### Vorgegebener Text
☆ ☆ ☆ ☆ ☆
Mit dem Tod des Leistungsschutzrechts für Zeitungsverleger sollte überlegt werden, wie man das Urheberrecht vor solchen fehlgeleiteten Angriffen von Springer und Co. sichern kann. Und es wieder zu dem machen, was einmal war: ein effektives Schutzinstrument im Interesse der Kreativen selbst.
Die Machtstrukturen in Berlin sind keinesfalls derart, dass das Leistungsschutzrecht für Presseverleger wieder abgeschafft würde, nur weil alle Experten dafür plädieren. Die Expertenmeinungen haben beim Schreiben des Gesetzes keine Rolle gespielt, sie werden es nun auch nicht tun. Der alternativlose Opportunismus der Kanzlerin ist eine hervorragende Projektionsfläche für Axel Springer.
Axel Springer, ab Frühling 2015 Miteigentümer des neuen Europäischen Politico, wird seinen destruktiven, rücksichtslosen Lobbyweg fortsetzen - auch und vor allem auf Europäischer Ebene. Das Presseleistungsschutzrecht war erst der Anfang.
☆ ☆ ☆ ☆ ☆
### Vorliegende Angaben

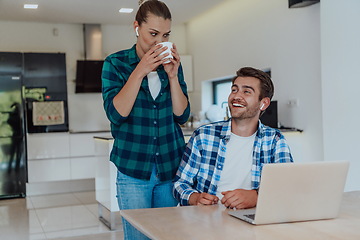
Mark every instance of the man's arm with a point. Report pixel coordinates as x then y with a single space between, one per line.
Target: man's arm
☆ ☆ ☆ ☆ ☆
### Aufgaben
1 > Ab wann ist Axel Springer laut dem Text über das Leistungsschutzrecht Miteigentümer des neuen Europäischen Politico?
2 > Liste sämtliche Eigennamen von Firmen, Orten und Medien auf, die im Text über das Leistungsschutzrecht vorkommen.
3 > Führe den Text über das Leistungsschutzrecht im Anschluss an seinen letzten Satz weiter.

### Antworten im Einzelnen
1 > Ab Frühling 2015.

2 > Axel Springer (auch kurz „Springer“), Berlin, Politico

3 >
Axel Springer wird die treibende Kraft des Backlashs in Europa werden. Es wird darum gehen, mittels Regulierung Konzerne wie Axel Springer, das so orientierungslos ist wie seine Peers, auf Kosten aller anderen zu retten.
Das betrifft auch und besonders Internetstartups, deren Rahmenbedingungen auf dem Europäischen Markt dadurch erschwert werden.
Eine Tatsache, der sich aktuell noch kaum ein hiesiger Gründer bewusst zu sein scheint.